__Problem to solve__.
Your answer is the line containing "Can you spot the side" plus every line after it to the end of the data below, transcribed exactly and with nothing else.
━━━━━ Information provided ━━━━━
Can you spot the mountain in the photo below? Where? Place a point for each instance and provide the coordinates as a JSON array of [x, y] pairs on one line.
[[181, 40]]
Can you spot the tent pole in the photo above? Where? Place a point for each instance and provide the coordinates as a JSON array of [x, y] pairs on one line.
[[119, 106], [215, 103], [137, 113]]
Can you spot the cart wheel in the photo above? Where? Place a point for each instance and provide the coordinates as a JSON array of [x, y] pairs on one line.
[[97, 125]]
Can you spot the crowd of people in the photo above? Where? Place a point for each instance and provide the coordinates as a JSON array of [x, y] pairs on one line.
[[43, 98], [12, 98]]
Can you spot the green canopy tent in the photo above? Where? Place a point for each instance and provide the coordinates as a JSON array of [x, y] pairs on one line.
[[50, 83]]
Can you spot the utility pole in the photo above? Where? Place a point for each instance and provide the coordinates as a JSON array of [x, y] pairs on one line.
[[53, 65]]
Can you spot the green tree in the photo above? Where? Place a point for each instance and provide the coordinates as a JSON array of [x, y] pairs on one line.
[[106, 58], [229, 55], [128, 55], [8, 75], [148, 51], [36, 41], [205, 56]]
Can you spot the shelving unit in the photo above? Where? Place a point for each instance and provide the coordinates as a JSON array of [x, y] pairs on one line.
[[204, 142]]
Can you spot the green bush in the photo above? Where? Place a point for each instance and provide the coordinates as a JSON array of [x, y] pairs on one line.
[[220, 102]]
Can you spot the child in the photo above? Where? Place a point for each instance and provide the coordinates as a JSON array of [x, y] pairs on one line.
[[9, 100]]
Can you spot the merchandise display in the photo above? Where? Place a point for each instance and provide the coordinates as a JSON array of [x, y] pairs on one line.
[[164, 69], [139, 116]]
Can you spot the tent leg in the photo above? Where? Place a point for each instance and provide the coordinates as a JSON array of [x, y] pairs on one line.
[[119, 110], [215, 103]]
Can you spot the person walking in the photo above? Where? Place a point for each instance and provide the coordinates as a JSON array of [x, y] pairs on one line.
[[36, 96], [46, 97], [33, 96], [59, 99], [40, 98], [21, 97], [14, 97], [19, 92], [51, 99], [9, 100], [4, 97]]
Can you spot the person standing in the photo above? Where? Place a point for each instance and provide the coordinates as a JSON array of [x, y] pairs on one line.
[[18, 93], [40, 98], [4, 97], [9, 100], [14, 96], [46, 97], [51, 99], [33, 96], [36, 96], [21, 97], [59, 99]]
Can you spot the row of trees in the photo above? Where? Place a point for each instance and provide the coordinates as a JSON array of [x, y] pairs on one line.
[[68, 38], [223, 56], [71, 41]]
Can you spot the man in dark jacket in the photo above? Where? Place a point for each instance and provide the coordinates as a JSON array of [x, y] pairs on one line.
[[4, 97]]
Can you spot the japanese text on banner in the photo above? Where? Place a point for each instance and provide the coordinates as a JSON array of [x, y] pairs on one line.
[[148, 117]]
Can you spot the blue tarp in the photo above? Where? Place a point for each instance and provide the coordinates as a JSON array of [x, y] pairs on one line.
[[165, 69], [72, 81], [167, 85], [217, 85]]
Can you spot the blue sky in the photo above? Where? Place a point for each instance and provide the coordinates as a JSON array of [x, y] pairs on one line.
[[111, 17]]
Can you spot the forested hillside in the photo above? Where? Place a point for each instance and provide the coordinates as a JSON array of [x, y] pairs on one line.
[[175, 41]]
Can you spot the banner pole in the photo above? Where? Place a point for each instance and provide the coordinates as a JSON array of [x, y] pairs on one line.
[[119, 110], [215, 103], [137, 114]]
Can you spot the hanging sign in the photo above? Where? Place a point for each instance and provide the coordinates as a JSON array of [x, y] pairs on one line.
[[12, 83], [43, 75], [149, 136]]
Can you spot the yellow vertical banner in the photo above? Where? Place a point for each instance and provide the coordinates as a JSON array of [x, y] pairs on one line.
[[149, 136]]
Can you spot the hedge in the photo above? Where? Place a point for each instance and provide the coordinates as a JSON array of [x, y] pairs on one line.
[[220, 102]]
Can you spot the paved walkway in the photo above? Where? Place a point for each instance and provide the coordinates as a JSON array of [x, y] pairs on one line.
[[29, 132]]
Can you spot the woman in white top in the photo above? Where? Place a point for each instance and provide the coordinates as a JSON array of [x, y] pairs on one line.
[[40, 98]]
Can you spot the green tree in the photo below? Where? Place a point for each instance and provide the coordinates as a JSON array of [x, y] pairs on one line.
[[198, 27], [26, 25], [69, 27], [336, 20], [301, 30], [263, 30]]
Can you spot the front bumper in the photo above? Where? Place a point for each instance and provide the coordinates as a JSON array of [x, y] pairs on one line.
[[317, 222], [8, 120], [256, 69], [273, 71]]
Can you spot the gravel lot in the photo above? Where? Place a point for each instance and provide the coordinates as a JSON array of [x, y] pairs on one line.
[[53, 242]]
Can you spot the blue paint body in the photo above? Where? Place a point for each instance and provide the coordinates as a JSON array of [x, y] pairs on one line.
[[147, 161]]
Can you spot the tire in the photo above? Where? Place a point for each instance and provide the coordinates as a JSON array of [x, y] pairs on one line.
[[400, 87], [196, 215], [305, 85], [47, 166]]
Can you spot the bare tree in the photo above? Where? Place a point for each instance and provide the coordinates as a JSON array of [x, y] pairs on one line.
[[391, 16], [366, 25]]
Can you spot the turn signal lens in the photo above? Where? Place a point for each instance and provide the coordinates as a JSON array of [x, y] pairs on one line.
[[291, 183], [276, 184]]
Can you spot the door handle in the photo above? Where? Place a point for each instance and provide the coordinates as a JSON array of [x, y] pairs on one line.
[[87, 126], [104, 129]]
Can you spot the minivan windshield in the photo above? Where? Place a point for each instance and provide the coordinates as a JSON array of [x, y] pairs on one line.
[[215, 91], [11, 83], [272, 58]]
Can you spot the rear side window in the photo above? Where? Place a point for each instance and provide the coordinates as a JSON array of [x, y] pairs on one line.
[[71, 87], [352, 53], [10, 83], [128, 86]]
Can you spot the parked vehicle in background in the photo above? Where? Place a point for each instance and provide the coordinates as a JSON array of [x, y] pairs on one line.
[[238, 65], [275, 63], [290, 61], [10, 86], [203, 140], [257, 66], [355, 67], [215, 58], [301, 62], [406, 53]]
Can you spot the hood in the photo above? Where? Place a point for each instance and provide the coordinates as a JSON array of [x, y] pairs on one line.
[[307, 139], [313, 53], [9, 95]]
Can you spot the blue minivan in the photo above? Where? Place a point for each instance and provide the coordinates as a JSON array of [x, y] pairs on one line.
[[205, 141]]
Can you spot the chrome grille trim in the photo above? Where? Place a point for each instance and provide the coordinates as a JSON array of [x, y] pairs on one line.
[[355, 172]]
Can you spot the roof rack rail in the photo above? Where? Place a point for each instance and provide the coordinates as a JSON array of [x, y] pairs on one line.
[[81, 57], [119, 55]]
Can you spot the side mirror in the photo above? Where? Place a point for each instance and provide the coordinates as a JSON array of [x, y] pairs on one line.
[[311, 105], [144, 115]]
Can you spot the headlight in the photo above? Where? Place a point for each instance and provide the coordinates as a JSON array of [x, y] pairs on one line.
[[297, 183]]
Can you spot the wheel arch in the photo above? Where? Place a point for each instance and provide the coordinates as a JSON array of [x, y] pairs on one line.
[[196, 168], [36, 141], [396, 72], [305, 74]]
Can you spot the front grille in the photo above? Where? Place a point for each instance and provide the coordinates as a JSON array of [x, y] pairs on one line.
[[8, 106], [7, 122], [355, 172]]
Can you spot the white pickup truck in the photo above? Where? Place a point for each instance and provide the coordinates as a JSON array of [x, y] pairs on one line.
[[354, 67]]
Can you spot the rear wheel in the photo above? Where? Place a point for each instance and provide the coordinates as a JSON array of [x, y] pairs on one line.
━━━━━
__Answer section__.
Can you spot the side mirror in the photo above? Where? Place a point for each instance and provide the coordinates as a JSON array of [x, y] pairs on one line.
[[311, 105], [144, 115]]
Can you spot the headlight in the photo above? Where? Place a point for each instance and provide the coordinates as a JSON array of [x, y] pairs on one line.
[[297, 183]]
Can you spot the wheel arch in the photo above? Where? Place a point for each instance and provide the coordinates as a JSON array of [x, y] pairs on one line.
[[196, 168], [36, 141], [396, 72], [305, 74]]
Can you spot the front grille in the photo above? Where? Place a point for each instance and provide the coordinates as a JSON array of [x, y] pairs on one line.
[[8, 106], [7, 122], [355, 172]]
Can you spot the white pickup truck in the photo above? Where? Place a point for each instance and provide the coordinates as a JSON array of [x, y] pairs on one line.
[[354, 67]]
Can you spot the rear wheel in the photo above? Where? Place a point for each instance and provide the coordinates as a JSON array of [x, y] pairs on one line.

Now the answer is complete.